--- Begin RECORDED INFORMATION ---
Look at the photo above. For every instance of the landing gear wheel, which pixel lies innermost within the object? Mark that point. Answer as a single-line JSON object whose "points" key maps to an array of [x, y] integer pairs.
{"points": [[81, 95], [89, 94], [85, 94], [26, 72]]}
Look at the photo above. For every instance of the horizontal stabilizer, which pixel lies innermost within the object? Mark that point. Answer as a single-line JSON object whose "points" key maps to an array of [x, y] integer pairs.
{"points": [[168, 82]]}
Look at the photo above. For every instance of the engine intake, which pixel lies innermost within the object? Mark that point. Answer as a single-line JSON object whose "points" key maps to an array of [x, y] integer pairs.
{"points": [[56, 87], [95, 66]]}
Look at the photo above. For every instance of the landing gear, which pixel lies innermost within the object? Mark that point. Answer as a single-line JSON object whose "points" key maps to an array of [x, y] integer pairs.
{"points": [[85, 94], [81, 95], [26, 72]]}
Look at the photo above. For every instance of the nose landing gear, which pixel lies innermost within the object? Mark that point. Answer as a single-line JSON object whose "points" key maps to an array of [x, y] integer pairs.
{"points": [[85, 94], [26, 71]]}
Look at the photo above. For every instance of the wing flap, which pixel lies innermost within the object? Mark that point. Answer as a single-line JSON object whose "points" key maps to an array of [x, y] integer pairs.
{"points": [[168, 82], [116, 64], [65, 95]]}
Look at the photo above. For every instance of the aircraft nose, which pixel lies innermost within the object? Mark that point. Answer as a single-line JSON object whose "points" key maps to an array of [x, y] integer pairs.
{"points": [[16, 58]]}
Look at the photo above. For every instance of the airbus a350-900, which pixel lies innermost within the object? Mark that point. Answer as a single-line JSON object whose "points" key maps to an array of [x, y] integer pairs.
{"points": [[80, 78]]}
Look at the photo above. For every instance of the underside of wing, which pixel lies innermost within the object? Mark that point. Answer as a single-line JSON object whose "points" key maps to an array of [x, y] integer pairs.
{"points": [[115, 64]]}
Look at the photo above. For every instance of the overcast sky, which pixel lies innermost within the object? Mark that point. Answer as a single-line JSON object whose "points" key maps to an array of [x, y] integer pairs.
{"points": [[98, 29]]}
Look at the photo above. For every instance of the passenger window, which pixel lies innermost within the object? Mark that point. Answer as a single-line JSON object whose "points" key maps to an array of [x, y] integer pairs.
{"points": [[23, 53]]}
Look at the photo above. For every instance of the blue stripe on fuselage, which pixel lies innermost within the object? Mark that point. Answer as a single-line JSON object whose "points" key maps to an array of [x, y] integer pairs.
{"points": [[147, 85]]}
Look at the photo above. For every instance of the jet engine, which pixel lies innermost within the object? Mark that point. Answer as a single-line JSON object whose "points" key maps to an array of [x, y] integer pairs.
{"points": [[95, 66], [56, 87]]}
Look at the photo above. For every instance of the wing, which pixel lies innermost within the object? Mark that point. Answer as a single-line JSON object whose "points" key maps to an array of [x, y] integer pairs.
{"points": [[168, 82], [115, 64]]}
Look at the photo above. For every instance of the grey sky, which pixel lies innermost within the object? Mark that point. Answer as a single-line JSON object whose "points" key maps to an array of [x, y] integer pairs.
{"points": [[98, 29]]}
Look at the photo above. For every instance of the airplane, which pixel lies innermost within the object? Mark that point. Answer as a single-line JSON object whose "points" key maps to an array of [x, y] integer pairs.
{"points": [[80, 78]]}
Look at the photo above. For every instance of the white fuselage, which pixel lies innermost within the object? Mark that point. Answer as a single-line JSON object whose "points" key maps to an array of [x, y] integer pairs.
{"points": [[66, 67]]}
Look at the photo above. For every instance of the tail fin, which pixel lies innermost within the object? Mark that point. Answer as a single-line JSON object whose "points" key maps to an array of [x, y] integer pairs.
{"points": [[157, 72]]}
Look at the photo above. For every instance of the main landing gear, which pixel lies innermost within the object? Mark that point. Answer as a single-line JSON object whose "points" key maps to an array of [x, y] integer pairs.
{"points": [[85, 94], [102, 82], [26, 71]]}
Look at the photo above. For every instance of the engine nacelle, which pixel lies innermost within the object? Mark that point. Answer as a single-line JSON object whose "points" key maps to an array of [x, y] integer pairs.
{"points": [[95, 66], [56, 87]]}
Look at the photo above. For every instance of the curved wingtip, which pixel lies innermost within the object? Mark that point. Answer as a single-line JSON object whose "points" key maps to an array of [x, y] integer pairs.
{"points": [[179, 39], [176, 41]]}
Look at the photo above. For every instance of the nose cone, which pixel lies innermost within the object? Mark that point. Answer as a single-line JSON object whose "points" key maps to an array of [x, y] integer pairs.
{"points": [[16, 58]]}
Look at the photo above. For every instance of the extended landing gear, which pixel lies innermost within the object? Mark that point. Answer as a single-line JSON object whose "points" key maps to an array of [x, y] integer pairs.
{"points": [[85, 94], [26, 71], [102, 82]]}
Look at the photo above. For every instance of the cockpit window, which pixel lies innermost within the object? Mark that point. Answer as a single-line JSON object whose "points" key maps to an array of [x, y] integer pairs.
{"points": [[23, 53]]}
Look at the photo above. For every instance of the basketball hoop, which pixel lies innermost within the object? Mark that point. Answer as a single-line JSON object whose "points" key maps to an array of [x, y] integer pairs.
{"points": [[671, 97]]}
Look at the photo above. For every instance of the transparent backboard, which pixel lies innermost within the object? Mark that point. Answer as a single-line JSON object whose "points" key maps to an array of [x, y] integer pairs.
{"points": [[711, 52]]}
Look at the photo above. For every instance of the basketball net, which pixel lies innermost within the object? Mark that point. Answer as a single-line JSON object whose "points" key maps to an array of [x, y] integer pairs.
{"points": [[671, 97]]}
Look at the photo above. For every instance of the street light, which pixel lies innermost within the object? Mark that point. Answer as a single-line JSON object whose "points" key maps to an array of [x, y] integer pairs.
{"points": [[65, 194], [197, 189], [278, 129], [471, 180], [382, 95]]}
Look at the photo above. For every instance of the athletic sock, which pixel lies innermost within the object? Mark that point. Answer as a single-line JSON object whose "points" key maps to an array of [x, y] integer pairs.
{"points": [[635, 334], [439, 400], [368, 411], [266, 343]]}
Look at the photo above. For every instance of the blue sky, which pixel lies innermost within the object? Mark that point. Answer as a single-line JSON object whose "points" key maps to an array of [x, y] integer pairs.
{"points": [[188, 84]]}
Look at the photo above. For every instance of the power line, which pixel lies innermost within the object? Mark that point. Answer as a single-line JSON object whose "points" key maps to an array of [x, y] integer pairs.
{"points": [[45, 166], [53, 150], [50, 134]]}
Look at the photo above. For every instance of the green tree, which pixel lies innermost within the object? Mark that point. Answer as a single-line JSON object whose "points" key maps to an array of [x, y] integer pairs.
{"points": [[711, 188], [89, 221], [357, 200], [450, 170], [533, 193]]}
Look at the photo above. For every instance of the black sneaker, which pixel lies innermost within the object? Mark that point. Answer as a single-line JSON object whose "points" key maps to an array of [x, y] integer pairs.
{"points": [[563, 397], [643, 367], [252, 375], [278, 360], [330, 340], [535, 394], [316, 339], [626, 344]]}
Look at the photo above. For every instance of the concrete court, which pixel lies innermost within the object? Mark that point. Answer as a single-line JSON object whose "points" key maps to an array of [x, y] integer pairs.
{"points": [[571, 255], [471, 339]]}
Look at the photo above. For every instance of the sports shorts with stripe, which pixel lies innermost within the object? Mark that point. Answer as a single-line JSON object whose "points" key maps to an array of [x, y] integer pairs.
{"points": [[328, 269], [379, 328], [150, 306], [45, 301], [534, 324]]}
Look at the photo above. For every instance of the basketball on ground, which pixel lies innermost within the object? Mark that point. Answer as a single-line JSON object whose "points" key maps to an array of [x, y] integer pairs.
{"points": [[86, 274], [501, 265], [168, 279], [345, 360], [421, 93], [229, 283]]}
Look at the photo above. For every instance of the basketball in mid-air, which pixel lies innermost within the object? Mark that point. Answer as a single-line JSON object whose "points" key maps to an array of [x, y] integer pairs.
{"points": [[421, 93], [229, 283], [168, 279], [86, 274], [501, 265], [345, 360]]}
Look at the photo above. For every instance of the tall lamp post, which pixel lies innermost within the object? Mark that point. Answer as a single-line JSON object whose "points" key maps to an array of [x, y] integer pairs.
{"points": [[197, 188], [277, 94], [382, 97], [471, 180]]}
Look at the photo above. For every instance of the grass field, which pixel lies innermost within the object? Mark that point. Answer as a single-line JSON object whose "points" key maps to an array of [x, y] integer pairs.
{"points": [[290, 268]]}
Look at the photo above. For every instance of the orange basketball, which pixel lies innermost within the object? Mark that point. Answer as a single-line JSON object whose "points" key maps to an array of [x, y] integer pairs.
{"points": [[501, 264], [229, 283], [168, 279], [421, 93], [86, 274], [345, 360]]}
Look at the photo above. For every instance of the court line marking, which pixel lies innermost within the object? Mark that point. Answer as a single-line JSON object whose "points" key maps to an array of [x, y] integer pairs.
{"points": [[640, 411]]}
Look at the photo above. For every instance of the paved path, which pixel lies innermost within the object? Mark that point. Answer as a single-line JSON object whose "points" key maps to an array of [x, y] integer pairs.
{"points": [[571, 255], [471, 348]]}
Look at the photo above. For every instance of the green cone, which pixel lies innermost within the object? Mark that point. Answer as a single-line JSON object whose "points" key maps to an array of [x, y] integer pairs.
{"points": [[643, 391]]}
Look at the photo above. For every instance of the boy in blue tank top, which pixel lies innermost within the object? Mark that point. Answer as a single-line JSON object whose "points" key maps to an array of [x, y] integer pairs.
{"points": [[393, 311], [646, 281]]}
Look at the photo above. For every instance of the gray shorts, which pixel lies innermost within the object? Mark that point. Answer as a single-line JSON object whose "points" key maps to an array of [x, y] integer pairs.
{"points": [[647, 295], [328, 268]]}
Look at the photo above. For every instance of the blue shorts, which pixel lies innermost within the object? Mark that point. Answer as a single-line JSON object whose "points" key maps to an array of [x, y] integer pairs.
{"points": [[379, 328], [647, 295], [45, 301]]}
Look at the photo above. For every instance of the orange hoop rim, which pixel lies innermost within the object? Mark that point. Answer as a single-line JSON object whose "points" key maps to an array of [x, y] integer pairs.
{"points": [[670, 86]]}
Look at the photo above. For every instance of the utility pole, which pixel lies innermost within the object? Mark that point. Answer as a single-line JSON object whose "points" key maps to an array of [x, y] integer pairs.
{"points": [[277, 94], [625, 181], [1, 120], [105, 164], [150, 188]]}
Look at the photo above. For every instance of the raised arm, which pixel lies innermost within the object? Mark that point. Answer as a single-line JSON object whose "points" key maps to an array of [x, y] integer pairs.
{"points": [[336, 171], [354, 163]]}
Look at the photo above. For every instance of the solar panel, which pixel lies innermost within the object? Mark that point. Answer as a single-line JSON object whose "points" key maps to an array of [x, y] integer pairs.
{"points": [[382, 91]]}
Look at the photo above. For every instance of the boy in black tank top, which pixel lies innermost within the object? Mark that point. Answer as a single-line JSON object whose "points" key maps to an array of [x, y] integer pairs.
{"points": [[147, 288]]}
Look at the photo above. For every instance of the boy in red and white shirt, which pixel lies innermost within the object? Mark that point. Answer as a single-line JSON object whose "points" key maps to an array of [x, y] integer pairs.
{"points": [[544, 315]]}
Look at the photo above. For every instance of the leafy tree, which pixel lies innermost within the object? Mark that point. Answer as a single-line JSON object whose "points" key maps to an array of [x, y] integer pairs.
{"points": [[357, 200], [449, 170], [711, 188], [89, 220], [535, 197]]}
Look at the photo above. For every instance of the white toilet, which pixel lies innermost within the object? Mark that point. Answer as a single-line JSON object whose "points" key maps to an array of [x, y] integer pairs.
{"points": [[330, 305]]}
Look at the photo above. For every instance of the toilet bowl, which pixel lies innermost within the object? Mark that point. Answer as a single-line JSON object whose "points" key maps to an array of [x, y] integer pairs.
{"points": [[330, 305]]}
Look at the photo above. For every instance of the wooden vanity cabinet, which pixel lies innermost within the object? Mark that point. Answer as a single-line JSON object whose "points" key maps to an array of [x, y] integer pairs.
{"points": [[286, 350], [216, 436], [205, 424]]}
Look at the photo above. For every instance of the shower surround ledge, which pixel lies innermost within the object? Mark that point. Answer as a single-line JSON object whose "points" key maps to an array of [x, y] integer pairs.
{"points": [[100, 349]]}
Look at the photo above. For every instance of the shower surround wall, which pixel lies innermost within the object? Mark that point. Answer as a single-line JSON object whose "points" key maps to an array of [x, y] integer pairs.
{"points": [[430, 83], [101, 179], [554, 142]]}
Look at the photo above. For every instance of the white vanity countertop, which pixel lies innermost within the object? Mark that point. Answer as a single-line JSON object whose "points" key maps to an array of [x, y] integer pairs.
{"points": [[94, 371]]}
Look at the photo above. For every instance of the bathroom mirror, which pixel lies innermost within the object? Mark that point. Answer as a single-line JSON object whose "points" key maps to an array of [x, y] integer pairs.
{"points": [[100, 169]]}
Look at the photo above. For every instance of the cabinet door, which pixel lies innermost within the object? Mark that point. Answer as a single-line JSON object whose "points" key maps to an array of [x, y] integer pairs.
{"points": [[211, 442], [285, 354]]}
--- End RECORDED INFORMATION ---
Retype exactly the lines from the one containing "white toilet, which" through the last line of the records above, including both.

Look at the photo above. For every instance of the white toilet, which pixel lies innermost within the object? Mark that point. Answer as a single-line JSON object whose "points" key maps to an array of [x, y] integer pairs.
{"points": [[330, 305]]}
Look at the photo above. For every instance of the toilet bowl, which pixel lies innermost within the object? Mark that point. Answer as a single-line JSON object whose "points" key maps to an array of [x, y] integer pairs.
{"points": [[330, 305]]}
Look at the photo above. For every instance of the wooden vanity cabinet, which pixel lies innermost within the object? Mark that point. Answer as a single-line JSON object whose "points" key maps to an array of [x, y] integer pairs.
{"points": [[286, 350], [216, 436], [205, 424]]}
Look at the photo above. For every instance of the shower surround ledge, which pixel lies innermost within the object? Mark that point. Answer as a single-line JSON object whose "points" key maps to an array of [x, y] integer pairs.
{"points": [[100, 349]]}
Look at the photo above. For every instance of the shower surround wall, which pixel lies innermost within the object? Mark that point. Answer as a single-line JSON object whose "points" key maps to an array of [x, y] integer pairs.
{"points": [[430, 83], [101, 179], [554, 142]]}
Look at the photo above. For every instance of the white vanity countertop, which pixel lies innermost within the object? Mark that point. Answer as a single-line JSON object whose "points" key maps to an array of [x, y] integer pairs.
{"points": [[94, 371]]}
Look at the photo above. For every instance of the bathroom mirror, which pixel lies innermost within the object? Mark that point. Answer as a single-line JSON object whose "points" key maps to an array of [x, y] integer pairs.
{"points": [[100, 169]]}
Look at the photo above. For every instance of the cabinet door, which pixel lies innermost within the object? Mark that point. Answer as a single-line JSON object whose "points" key maps to an array of [x, y] integer pairs.
{"points": [[211, 442], [285, 354]]}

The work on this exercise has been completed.